--- Texto do documento ---
Alice me olha indignada, diante do meu assentimento, e diz: pois é, elas não sabem o que é uma pipoqueira-raiz. Ela se referia ao modo de fazer pipoca dos pipoqueiros tradicionais, que nos salvam com uma pipoquinha quentinha e amanteigada, ou açucarada, e são figuras clássicas em praças, festas públicas e parques de entretenimento. 
Nas centenas de vezes em que saímos para passear com poucos recursos, esse senhor onipresente foi a verdadeira providência divina. Caso alguém já tenha parado para olhar, ele fica mexendo algo quando seu sortimento está se acabando. É justamente a maçaneta da panela, que no caso dele, é maior e tem caráter industrial. 
 
Pois bem. Não vim até aqui para discutir modos de fazer pipoca, mas para chamar a atenção a um fato: como as coisas mudam de figura a partir do ângulo em que são vistas, por isso presenciamos muitas vezes discussões infindas. O capitalismo, a tal mola que move o mundo, nem precisa se utilizar de muitos argumentos para convencer as pessoas a gastarem grana em coisas desnecessárias, ou supérfluas. Nem mesmo a panela de fazer pipoca é insubstituível, visto que podemos usar qualquer panela que tenha tampa.

--- Dados brutos ---

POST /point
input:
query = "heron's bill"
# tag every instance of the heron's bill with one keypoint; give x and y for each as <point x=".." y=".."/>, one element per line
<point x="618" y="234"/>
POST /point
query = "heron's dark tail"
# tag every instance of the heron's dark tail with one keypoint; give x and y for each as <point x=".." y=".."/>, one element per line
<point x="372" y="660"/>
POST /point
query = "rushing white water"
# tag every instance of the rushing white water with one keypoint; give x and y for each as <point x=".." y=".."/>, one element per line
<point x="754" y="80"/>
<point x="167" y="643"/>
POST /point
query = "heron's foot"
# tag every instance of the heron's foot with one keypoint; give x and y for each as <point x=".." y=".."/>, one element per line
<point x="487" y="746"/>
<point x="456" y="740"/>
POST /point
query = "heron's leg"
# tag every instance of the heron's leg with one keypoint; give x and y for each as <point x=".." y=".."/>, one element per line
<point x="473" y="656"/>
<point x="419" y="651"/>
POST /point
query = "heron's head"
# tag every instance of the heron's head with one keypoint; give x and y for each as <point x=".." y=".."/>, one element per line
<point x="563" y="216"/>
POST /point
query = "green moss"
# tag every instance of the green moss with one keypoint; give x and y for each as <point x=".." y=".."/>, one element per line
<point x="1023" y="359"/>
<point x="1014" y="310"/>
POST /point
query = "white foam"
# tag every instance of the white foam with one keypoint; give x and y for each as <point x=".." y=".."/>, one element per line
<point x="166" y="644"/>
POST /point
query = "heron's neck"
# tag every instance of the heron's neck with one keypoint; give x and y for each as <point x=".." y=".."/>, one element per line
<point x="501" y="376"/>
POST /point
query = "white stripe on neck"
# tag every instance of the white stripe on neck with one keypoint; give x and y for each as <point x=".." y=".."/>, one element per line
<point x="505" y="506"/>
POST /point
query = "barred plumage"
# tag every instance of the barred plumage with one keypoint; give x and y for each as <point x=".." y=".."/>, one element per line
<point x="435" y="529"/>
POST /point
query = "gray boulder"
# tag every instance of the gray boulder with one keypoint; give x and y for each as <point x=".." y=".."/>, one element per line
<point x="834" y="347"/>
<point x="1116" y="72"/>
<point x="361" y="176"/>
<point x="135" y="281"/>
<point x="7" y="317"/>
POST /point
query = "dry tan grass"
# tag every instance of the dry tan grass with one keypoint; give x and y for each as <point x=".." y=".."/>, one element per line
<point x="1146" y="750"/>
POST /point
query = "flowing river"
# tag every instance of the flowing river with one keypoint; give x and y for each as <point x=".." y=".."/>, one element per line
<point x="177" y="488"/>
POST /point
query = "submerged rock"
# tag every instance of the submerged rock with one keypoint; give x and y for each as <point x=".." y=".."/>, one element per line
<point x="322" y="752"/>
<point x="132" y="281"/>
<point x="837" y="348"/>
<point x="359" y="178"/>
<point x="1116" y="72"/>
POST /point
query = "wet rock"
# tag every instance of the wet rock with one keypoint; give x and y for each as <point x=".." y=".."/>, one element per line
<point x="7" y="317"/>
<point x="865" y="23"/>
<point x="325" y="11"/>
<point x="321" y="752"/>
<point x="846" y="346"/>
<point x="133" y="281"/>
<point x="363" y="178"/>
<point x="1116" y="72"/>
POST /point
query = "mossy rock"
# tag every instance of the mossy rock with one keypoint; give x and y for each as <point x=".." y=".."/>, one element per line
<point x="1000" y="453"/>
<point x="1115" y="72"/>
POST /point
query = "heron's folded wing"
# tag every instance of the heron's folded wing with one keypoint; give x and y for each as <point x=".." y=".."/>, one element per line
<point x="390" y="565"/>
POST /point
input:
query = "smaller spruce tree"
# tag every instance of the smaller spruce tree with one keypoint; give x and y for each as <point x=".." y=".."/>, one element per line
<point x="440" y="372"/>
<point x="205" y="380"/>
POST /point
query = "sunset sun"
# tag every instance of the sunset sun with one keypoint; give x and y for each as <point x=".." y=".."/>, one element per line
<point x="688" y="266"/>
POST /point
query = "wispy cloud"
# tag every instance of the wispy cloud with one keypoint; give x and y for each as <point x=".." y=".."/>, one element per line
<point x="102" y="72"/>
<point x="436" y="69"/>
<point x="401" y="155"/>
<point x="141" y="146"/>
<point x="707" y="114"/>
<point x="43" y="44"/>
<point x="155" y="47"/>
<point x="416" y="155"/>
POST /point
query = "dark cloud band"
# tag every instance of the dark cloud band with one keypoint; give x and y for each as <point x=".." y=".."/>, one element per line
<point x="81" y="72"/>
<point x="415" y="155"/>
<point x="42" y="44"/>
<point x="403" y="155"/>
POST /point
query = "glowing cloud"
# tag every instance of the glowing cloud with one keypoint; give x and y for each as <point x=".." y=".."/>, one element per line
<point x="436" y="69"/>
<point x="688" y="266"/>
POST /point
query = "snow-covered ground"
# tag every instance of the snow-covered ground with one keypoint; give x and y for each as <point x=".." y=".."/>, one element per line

--- Instruções do exercício ---
[a] Responda com base no texto sobre pipoca:
(i) Em que lugares os pipoqueiros tradicionais são figuras clássicas?
(ii) O que o pipoqueiro fica mexendo quando seu sortimento está se acabando?
(iii) Que panela pode ser usada no lugar da panela de fazer pipoca?
[b] Diga se cada afirmação está de acordo com o texto sobre pipoca e cite as palavras do texto que decidem:
(i) A maçaneta da panela do pipoqueiro é menor que a de uma panela comum.
(ii) O autor afirma que veio discutir modos de fazer pipoca.
(iii) O texto chama o capitalismo de mola que move o mundo.
Os registros foram tirados de outra fonte.

--- Respostas das tarefas ---
[a]
(i) Em praças, festas públicas e parques de entretenimento.
(ii) A maçaneta da panela.
(iii) Qualquer panela que tenha tampa.

[b]
(i) Não: "é maior e tem caráter industrial".
(ii) Não: "Não vim até aqui para discutir modos de fazer pipoca".
(iii) Sim: "O capitalismo, a tal mola que move o mundo".